PASSAGE TO READ →
···
In some implementations, a computing system is provided that includes at least one processor, at least one memory, and one or more programs stored in the at least one memory, wherein the programs include instructions, which when executed by the at least one processor cause the computing system to receive seismic data corresponding to a region of interest. The programs may further include instructions to cause the computing system to generate one or more PP gathers and one or more PS gathers based on the seismic data. The programs may further include instructions to cause the computing system to determine a relative shift in depth between at least a PP event in the one or more PP gathers and at least a PS event in the one or more PS gathers. The programs may further include instructions to cause the computing system to perform a joint tomography based at least in part on the PP event, the PS event, and the determined relative shift.

In some implementations, a computer readable storage medium is provided, which has stored therein one or more programs, the one or more programs including instructions, which when executed by a processor, cause the processor to receive seismic data corresponding to a region of interest. The programs may further include instructions, which cause the processor to generate one or more PP gathers and one or more PS gathers based on the seismic data. The programs may further include instructions, which cause the processor to determine a relative shift in depth between at least a PP event in the one or more PP gathers and at least a PS event in the one or more PS gathers. The programs may further include instructions, which cause the processor to perform a joint tomography based at least in part on the PP event, the PS event, and the determined relative shift.
···
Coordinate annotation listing

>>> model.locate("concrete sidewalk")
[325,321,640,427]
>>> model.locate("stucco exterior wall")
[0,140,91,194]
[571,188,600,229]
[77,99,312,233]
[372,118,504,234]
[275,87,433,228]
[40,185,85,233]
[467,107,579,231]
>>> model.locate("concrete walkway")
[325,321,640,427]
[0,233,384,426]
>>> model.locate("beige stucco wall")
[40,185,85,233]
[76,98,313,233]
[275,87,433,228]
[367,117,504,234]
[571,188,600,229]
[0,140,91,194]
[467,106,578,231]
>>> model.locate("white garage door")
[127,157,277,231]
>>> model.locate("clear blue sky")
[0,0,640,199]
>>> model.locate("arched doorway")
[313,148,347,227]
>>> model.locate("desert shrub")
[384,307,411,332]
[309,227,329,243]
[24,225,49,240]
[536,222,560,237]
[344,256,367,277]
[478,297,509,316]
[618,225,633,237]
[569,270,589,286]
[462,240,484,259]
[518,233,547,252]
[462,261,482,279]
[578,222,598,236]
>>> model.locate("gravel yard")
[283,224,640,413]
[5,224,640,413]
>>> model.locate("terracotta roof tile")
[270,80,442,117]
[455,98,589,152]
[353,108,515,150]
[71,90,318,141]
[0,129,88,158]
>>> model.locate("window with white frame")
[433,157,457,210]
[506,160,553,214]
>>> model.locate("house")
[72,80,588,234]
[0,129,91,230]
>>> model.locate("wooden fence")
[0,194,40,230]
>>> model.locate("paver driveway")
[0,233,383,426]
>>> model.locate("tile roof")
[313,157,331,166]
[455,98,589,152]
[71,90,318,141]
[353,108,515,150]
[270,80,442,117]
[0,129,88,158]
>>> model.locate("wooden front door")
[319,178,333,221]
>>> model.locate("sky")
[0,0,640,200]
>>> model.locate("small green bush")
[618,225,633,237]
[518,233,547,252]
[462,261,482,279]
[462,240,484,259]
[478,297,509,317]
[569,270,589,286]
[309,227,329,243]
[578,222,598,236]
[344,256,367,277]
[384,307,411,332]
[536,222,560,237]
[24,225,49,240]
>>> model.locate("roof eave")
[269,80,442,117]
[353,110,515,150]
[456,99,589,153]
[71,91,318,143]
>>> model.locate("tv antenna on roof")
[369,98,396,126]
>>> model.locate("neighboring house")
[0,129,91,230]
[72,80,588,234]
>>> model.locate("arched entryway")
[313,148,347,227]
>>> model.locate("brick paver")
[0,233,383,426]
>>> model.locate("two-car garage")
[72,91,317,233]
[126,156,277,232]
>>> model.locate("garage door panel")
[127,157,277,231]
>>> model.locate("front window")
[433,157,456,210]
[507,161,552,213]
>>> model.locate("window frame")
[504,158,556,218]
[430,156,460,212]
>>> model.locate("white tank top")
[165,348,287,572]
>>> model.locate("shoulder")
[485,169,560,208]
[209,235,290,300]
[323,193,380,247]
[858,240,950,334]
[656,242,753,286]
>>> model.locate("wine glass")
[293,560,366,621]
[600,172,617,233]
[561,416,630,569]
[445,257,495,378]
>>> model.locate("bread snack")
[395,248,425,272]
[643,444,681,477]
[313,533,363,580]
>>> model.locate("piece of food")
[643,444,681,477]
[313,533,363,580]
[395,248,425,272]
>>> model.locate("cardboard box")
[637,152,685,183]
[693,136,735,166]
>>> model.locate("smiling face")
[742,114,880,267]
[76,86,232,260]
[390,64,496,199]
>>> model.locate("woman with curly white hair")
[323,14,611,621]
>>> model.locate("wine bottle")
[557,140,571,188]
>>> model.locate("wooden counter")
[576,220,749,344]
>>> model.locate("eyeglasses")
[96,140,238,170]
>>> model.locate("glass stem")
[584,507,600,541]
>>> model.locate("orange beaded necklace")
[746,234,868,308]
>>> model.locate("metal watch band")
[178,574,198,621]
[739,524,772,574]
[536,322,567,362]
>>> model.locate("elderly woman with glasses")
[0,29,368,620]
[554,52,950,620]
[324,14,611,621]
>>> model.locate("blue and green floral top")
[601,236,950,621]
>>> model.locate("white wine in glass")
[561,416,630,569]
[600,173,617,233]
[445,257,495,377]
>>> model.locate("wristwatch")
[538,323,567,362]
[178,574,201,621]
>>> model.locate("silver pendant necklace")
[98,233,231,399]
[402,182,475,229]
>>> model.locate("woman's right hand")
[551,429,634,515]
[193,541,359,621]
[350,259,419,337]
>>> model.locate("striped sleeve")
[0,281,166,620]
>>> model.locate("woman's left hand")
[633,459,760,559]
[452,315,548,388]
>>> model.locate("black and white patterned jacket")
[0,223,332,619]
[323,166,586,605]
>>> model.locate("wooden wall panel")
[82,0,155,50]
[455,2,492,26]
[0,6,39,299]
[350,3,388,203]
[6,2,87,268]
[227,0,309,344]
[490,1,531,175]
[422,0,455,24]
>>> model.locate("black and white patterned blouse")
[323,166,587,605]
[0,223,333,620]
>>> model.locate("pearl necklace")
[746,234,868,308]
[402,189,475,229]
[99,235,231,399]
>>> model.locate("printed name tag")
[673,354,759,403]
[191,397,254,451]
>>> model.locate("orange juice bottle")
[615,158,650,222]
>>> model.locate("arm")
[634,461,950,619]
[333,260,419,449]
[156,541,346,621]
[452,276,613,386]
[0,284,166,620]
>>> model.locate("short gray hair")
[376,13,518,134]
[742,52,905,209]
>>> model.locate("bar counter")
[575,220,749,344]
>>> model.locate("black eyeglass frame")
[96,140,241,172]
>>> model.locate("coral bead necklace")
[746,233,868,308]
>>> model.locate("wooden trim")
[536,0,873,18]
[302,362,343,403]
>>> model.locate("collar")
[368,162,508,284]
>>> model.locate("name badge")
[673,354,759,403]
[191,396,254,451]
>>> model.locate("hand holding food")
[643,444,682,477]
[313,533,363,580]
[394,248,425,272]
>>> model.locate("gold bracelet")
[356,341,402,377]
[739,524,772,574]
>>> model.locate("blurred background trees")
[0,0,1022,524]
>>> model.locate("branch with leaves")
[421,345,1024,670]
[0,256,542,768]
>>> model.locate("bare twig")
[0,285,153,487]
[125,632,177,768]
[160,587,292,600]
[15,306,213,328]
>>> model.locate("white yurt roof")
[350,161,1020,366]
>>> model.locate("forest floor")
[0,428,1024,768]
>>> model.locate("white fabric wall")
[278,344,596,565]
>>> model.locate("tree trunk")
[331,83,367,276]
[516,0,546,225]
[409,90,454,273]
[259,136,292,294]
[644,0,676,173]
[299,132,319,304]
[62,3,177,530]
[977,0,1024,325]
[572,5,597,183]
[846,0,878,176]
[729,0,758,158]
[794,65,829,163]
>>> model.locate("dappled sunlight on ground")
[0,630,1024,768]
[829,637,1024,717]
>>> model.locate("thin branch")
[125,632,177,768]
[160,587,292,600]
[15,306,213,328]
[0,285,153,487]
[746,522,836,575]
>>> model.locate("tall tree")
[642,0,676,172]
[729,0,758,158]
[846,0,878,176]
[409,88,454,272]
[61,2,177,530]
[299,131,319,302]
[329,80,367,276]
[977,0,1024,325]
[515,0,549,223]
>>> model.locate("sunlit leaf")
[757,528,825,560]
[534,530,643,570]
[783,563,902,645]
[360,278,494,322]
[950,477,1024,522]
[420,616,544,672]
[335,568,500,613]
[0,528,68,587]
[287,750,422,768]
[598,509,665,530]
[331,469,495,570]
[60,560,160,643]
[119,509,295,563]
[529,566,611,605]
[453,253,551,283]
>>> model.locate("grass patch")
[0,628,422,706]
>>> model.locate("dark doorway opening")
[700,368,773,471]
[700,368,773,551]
···
SET EXERCISE →
Decide whether each statement below agrees with the passage on processing seismic data. Answer yes or no and quote the words of the passage that settle it.
1. The computing system includes at least one processor and at least one memory.
2. The programs generate PP gathers but not PS gathers.
3. The relative shift that the programs determine is a shift in time.

THE SOLUTION →
1. Yes: "includes at least one processor, at least one memory"
2. No: "generate one or more PP gathers and one or more PS gathers based on the seismic data"
3. No: "determine a relative shift in depth"